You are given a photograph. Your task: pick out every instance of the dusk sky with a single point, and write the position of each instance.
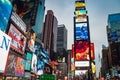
(98, 11)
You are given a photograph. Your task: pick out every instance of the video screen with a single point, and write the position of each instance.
(81, 31)
(82, 50)
(5, 11)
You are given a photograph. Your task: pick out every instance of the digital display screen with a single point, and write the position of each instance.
(5, 11)
(11, 65)
(82, 50)
(34, 64)
(81, 31)
(5, 42)
(80, 72)
(19, 71)
(28, 61)
(80, 12)
(92, 51)
(79, 4)
(18, 39)
(81, 18)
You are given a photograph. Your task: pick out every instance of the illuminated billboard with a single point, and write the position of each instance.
(79, 4)
(19, 71)
(27, 10)
(80, 72)
(81, 31)
(92, 51)
(80, 12)
(81, 18)
(40, 67)
(5, 11)
(28, 61)
(82, 64)
(11, 64)
(82, 50)
(34, 64)
(5, 42)
(18, 39)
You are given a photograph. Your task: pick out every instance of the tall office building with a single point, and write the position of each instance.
(50, 32)
(61, 40)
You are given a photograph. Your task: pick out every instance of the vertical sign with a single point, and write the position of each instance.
(5, 41)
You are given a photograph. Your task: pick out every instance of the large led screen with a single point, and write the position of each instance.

→ **INSTRUCTIONS TO FOLLOW**: Recast everything from the line containing "of the illuminated" down to the last of the rows as a numbered list, omitting blank lines.

→ **THE SOLUTION**:
1. You are given a photograph. Your task: pick out every instance of the illuminated billboard with a single point, and write the position of each instance.
2. (79, 4)
3. (19, 71)
4. (27, 10)
5. (80, 72)
6. (81, 31)
7. (92, 51)
8. (80, 12)
9. (81, 18)
10. (40, 67)
11. (5, 11)
12. (28, 61)
13. (82, 64)
14. (11, 64)
15. (82, 50)
16. (34, 64)
17. (5, 42)
18. (18, 39)
19. You are given a photograph. Your task: pick out every instance of the tall office building with a single point, and write the position of each instance.
20. (50, 32)
21. (61, 40)
22. You are given a photograph. Your task: pick out every instance of the vertical sign with a single point, and write the position of each instance.
23. (5, 41)
24. You are given a photograph. Your task: pick out every instance of the large led screen with a single point, and write the position of each instance.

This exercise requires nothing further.